» **作業一覧**:
a) テニスのサーブとプレッシャーについての文章に照らして、次の(i)〜(iii)がそれぞれ合っているかを「はい」か「いいえ」で答え、判断の決め手となる本文の言葉をそのまま引用する。(i) トスが乱れ始めると、サーブの確率は極端に下がり始める。(ii) プレッシャーを感じやすいプレーヤーの例として、セカンドサーブの確率が高い人が挙げられている。(iii) プレッシャーを感じやすいプレーヤーの例として、威力より確率を重視している人が挙げられている。
b) テニスのサーブとプレッシャーについての文章を、最後の一文の後から書き継いでください。

試合でプレッシャーがかかると影響が出やすいのがサーブです。
特にトスは非常に繊細な感覚が必要です。

プレッシャーがかかって、身体が硬くなった状態では、乱れてしまうのはある意味当然です。
トスが乱れ始めるとサーブは極端に確率が下がり始めます。
こうなると、当然、サービスゲームがキープしにくくなりますよね。

その結果、余計にプレッシャーが大きくなって悪循環って事になります。
その為に、プレッシャーがかかった時に「サーブはどうすれば良いのか?」を知っておく事はとても大切な事です。

事前に対処法が分かっていれば、状況を打破する事も可能です。
そこで、今日はプレッシャーがかかった時のサーブやトスについて考えてみたいと思います。

サーブでプレッシャーを感じやすいのはどんなプレーヤーか?

では、まず、サーブでプレッシャーを感じやすいのはどんなプレーヤーか?
まずはここから考えていきましょう

プレッシャーとは雑念によってボールへの集中力が低下した時に起こる反応です。
つまり、サーブの時に雑念が起きやすいプレーヤーはプレッシャーを感じやすいと言えます。

では、それはどんなプレーヤーか?

・ゲーム展開をサーブに頼っている
・確率より威力を重視している
・セカンドサーブの確率が低い
・普段から調子の波が激しい

これらは代表的な例ですが、いずれも競った場面ではサーブで雑念が起きやすいプレーヤーです。

ゲーム展開をサーブに頼りすぎると、一度狂い始めると、他に方法がありません。

(データファイルの一部)
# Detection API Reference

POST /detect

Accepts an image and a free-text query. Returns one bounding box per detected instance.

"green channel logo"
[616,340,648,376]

» **問題の解答**:
a)
(i) はい。「トスが乱れ始めるとサーブは極端に確率が下がり始めます。」
(ii) いいえ。「セカンドサーブの確率が低い」
(iii) いいえ。「確率より威力を重視している」

b)
その為に、余計にサーブの出来が気になります。
それが原因で雑念が生まれやすいです。

また、確率よりも威力を重視するプレーヤーは、入れば効果的ですが、確率が下がってくると、余計に威力のあるサーブを打とうとしがちです。
そうなると確率がどんどん下がる悪循環に陥ります。
これが雑念を増幅させます。

次にセカンドサーブの確率についてですが、そもそも、セカンドサーブの確率が低ければ、いつも「入るかどうか?」を心配する事になります。
これでは、少しのプレッシャーですぐに崩れてしまいます。

また、普段から調子の波が激しいプレーヤーは、自分でもその事は自覚しています。
その為に、一度調子が乱れるとマイナスイメージが膨らみ始めます。
それが雑念となり、プレッシャーが大きくなります。

ちなみに一般的には精神的に弱いと「プレッシャーを感じる」と思われがちですが、それは違います。
プレッシャーを感じるにはちゃんと理由があります。

その理由を取り除く事でプレッシャーに対応する事は可能です。
逆に言えば、いくら精神力を鍛えようとしても、本当の原因が改善されないと「サーブでプレッシャーを感じる状態」はいつまでも改善される事は無いとも言えます。

どんな時にサーブにプレッシャーがかかるのか?

では、次にどんな時にサーブにプレッシャーを感じやすいか?
その場面について考えてみましょう。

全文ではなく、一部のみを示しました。